Metin bölümü:
وَإِذْ قَالَ مُوسَىٰ لِقَوْمِهِۦ يَٰقَوْمِ إِنَّكُمْ ظَلَمْتُمْ أَنفُسَكُم بِٱتِّخَاذِكُمُ ٱلْعِجْلَ فَتُوبُوٓا۟ إِلَىٰ بَارِئِكُمْ فَٱقْتُلُوٓا۟ أَنفُسَكُمْ ذَٰلِكُمْ خَيْرٌۭ لَّكُمْ عِندَ بَارِئِكُمْ فَتَابَ عَلَيْكُمْ ۚ إِنَّهُۥ هُوَ ٱلتَّوَّابُ ٱلرَّحِيمُ
Wa iz qaala Moosaa liqawmihee yaa qawmi innakum zalamtum anfusakum bittikhaa zikumul 'ijla fatoobooo ilaa Baari'ikum faqtulooo anfusakum zaalikum khairul lakum 'inda Baari'ikum fataaba 'alaikum; innahoo Huwat Tawwaabur Raheem
Hani Musa, kavmine, siz buzağıya kapılmakla gerçekten kendinize zulmettiniz; tertemiz yaratıcınıza tövbe edin de nefislerinizi öldürün. Bu, yaratıcınız katında sizin için çok hayırlıdır demişti de Allah, bu yüzden tövbenizi kabul etmişti. Şüphe yok ki o, tövbeleri kabul eden rahimdir.

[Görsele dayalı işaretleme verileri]
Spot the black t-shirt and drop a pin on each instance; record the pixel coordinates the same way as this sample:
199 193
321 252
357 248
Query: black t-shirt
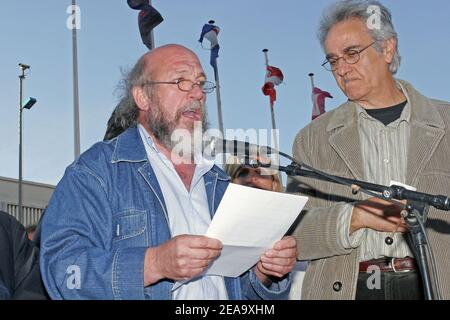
387 115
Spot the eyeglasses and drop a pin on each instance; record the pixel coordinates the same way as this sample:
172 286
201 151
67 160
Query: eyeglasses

Çözülecek problem: Musa'nın buzağı yüzünden kavmine seslenişini anlatan ayet metnini kaldığı yerden sürdürün.

Alıştırma cevabı:
2:55

وَإِذْ قُلْتُمْ يَٰمُوسَىٰ لَن نُّؤْمِنَ لَكَ حَتَّىٰ نَرَى ٱللَّهَ جَهْرَةًۭ فَأَخَذَتْكُمُ ٱلصَّٰعِقَةُ وَأَنتُمْ تَنظُرُونَ
Wa iz qultum yaa Moosaa lan nu'mina laka hattaa naral laaha jahratan fa akhazat kumus saa'iqatu wa antum tanzuroon
Bir zamanlar ya Musa demiştiniz, Allah'ı apaçık görmedikçe inanmayız sana. Derken bakınıp duruyordunuz, bir yıldırım düşmüş de sizi yakıvermişti.

2:56

ثُمَّ بَعَثْنَٰكُم مِّنۢ بَعْدِ مَوْتِكُمْ لَعَلَّكُمْ تَشْكُرُونَ
Summa ba'asnaakum mim ba'di mawtikum la'allakum tashkuroon
Sonra da gene şükredesiniz diye ölümünüzden sonra sizi dirilttik.

2:57

وَظَلَّلْنَا عَلَيْكُمُ ٱلْغَمَامَ وَأَنزَلْنَا عَلَيْكُمُ ٱلْمَنَّ وَٱلسَّلْوَىٰ ۖ كُلُوا۟ مِن طَيِّبَٰتِ مَا رَزَقْنَٰكُمْ ۖ وَمَا ظَلَمُونَا وَلَٰكِن كَانُوٓا۟ أَنفُسَهُمْ يَظْلِمُونَ
Wa zallalnaa 'alaikumul ghamaama wa anzalnaa 'alaikumul Manna was Salwaa kuloo min taiyibaati maa razaqnaakum wa maa zalamoonaa wa laakin kaanooo anfusahum yazlimoon
Bulutla gölgelendirmiştik sizi. Rızıklandırdığımız tertemiz şeylerden yiyin diye size kudret helvasıyla bıldırcın indirmiştik. Onlar, zulmü bize etmediler, kendilerine ettiler.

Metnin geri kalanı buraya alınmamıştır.